START DATA FOR THE TASK

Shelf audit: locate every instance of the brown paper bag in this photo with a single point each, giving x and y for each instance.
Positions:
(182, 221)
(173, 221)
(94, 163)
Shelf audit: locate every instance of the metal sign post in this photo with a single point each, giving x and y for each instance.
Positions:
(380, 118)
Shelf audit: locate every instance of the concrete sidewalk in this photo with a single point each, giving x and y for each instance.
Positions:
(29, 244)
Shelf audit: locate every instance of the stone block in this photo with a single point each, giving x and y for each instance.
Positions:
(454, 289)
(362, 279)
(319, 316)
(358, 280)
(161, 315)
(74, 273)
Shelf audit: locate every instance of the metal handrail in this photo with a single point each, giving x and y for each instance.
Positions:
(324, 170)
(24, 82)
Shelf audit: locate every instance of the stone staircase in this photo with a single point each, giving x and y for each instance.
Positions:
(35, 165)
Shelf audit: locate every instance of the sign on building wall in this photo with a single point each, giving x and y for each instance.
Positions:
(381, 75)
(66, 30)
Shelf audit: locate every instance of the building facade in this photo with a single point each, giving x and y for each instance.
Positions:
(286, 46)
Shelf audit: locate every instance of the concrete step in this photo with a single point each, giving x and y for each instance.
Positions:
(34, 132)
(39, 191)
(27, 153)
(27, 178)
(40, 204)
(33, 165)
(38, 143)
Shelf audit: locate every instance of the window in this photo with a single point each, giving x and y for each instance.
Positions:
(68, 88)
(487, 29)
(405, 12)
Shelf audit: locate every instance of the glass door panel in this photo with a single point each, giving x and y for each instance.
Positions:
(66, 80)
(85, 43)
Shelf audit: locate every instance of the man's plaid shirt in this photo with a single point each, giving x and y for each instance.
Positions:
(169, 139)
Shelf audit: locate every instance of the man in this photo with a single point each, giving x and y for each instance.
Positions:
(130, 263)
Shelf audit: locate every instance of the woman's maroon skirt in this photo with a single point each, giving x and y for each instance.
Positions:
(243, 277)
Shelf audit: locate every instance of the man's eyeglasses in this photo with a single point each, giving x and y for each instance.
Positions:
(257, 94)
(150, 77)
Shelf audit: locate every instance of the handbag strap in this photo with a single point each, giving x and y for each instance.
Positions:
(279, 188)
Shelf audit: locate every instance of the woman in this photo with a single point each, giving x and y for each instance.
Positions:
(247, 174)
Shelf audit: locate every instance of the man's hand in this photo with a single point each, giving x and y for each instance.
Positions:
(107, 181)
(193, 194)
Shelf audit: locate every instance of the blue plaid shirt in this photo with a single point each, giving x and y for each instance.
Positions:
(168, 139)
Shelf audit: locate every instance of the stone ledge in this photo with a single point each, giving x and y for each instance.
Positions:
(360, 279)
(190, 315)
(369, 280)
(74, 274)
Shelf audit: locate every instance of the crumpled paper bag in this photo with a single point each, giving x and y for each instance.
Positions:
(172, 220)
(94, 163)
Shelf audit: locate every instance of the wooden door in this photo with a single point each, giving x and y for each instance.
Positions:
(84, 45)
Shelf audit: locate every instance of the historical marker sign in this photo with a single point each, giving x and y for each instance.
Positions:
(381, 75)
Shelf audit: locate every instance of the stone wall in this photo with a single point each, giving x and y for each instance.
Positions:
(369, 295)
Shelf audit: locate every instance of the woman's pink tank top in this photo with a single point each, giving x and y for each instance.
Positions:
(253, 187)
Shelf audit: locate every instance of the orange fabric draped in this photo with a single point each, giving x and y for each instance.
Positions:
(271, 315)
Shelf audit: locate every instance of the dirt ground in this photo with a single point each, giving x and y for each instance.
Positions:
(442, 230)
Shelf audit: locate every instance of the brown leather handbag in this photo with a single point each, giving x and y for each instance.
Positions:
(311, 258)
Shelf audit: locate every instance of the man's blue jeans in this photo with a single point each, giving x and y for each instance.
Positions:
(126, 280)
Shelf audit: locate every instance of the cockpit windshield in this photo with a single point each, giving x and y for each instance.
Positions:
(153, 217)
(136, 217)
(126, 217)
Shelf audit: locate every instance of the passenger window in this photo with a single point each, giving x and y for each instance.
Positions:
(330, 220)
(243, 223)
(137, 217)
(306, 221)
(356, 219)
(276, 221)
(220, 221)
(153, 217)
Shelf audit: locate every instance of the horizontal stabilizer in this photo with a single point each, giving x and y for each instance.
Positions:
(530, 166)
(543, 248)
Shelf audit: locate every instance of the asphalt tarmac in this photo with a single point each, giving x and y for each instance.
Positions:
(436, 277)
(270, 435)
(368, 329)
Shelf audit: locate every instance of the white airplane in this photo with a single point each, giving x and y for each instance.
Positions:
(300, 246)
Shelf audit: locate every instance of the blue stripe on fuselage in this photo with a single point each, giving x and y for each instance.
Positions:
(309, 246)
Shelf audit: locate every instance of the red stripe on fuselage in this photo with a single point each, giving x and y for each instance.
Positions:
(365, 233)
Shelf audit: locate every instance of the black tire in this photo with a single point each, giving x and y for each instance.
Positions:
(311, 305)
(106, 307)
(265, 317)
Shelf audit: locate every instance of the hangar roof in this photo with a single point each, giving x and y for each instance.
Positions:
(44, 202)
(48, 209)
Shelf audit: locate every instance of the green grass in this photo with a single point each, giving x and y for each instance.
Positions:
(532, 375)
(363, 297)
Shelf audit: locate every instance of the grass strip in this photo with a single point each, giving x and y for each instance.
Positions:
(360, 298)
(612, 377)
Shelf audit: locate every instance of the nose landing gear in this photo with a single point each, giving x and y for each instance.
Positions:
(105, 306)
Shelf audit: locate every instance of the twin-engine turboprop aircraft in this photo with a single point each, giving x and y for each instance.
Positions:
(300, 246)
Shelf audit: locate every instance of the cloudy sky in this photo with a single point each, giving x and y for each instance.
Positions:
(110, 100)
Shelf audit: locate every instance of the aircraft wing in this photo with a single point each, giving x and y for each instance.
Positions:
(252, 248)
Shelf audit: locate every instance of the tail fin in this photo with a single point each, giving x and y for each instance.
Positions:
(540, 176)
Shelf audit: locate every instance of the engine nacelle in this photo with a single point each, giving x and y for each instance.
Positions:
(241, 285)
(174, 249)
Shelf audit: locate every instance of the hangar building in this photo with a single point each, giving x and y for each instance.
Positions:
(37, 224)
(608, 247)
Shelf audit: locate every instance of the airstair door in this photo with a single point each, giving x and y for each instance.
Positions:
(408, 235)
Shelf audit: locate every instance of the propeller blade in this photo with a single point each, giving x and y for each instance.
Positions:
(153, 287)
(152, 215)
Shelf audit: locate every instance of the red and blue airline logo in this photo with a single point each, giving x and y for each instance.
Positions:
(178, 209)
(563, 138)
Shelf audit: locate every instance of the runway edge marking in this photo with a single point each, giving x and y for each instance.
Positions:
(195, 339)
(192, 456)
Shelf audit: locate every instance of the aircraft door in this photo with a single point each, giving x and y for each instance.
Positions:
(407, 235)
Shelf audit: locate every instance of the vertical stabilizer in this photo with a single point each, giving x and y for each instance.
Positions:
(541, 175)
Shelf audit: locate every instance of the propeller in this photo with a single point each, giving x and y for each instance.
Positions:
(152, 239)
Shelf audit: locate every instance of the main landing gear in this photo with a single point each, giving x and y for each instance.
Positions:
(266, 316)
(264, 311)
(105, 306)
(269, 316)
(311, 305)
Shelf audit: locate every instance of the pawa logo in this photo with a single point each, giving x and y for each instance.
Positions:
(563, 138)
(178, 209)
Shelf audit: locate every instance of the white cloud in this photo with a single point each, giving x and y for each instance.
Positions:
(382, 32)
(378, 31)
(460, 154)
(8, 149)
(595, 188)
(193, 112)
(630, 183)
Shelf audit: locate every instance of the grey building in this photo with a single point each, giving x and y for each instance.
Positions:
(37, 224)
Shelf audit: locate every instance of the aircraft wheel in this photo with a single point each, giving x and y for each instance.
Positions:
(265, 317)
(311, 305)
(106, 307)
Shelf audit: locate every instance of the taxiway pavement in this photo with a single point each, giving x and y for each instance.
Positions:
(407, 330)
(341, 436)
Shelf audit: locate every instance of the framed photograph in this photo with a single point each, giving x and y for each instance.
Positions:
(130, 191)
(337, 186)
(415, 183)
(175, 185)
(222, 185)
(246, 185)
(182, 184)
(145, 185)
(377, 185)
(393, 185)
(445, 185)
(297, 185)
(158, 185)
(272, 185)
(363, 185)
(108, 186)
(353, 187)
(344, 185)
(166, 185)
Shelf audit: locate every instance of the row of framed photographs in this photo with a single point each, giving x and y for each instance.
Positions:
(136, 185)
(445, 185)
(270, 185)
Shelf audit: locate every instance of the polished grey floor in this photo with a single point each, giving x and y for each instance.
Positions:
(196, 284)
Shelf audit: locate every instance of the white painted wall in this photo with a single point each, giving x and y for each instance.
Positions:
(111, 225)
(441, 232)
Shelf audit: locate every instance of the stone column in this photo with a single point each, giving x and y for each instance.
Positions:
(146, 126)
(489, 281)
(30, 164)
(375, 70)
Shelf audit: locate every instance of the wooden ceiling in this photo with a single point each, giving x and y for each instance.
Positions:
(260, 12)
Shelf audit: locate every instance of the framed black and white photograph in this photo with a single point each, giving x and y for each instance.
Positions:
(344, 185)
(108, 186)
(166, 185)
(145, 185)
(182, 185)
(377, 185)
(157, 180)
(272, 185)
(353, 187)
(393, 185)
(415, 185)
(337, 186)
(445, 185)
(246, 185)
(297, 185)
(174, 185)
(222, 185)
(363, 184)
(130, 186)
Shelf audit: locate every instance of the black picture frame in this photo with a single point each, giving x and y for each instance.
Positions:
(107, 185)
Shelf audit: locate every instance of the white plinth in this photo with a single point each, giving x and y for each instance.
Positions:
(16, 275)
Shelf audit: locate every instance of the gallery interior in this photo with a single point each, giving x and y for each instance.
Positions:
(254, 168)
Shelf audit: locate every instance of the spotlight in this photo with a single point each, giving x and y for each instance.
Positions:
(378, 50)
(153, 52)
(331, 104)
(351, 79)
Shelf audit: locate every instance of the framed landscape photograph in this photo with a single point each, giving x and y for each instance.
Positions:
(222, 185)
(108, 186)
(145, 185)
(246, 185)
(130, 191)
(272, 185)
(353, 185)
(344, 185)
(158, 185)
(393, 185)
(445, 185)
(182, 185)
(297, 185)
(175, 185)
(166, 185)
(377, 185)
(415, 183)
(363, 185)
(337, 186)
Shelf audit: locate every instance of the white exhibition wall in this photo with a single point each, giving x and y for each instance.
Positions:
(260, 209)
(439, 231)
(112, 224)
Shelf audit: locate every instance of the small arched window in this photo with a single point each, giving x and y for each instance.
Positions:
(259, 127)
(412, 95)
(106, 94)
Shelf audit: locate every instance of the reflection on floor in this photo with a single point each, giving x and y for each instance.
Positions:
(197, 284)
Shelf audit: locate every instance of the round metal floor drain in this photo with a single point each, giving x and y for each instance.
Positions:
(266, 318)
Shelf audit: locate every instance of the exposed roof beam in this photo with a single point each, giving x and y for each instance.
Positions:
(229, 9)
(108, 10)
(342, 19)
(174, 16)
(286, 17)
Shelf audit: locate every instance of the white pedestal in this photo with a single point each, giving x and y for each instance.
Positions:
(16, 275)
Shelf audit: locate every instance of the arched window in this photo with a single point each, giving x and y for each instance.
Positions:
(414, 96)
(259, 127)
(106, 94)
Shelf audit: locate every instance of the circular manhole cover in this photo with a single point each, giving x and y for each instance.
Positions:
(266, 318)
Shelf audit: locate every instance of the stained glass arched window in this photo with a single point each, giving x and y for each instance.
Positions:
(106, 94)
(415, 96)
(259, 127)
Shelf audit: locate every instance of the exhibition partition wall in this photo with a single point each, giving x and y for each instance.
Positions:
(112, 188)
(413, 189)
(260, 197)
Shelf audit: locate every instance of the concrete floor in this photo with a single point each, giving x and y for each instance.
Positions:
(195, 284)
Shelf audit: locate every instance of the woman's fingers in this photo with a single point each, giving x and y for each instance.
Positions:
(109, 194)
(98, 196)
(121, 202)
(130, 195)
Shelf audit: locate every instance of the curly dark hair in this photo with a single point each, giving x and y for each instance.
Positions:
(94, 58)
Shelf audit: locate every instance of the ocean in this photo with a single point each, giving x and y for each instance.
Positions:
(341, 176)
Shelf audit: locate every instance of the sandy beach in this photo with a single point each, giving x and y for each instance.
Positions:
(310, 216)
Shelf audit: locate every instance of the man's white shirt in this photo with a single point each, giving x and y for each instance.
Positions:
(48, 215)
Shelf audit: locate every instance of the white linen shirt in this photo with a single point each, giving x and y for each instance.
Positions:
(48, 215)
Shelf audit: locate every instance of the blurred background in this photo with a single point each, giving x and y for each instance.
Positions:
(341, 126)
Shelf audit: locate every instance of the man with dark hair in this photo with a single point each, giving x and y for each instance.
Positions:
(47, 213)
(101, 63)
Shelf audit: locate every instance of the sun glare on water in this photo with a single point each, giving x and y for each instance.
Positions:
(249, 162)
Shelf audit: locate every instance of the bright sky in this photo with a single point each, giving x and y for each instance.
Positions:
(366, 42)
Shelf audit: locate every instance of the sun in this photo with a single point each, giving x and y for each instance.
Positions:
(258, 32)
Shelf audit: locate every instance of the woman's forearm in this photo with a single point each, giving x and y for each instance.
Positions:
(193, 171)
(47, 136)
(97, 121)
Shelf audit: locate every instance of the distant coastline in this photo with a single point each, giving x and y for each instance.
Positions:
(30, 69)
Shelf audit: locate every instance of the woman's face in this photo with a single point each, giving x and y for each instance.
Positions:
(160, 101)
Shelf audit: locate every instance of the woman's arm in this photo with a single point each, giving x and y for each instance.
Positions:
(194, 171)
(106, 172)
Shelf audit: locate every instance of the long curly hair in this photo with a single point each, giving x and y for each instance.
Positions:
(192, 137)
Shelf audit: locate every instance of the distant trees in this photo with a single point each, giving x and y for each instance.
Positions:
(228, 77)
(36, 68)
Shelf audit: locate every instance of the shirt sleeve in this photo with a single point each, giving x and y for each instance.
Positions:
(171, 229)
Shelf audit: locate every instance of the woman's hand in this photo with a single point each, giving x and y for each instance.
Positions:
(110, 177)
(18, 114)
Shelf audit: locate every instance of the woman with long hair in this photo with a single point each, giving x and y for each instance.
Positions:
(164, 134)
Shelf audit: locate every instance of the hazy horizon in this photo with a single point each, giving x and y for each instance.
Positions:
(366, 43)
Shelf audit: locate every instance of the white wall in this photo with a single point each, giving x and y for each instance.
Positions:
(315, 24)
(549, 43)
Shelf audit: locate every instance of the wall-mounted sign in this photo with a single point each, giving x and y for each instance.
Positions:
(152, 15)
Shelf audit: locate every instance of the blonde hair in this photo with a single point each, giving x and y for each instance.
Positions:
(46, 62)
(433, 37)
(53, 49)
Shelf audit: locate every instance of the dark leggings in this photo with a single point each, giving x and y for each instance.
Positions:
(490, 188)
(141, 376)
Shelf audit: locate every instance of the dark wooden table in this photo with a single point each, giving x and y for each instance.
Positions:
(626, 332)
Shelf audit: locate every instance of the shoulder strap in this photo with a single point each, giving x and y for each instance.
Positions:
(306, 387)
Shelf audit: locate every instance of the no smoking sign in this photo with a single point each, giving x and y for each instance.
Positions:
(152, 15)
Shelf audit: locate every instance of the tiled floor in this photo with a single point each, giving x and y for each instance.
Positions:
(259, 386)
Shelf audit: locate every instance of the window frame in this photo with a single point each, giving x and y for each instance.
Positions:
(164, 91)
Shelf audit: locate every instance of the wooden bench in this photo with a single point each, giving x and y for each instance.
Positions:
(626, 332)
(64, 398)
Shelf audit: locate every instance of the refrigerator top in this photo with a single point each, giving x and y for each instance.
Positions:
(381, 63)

END DATA FOR THE TASK

PROBLEM STATEMENT:
Show every line in the records above that contains the word "paper".

RESULT OF THE TASK:
Shelf audit: locate every instance of the brown paper bag in this photo with a single point each, giving x and y for each instance.
Shelf audit: locate every instance of the crumpled paper bag in this photo with a single point each, giving x and y for each instance.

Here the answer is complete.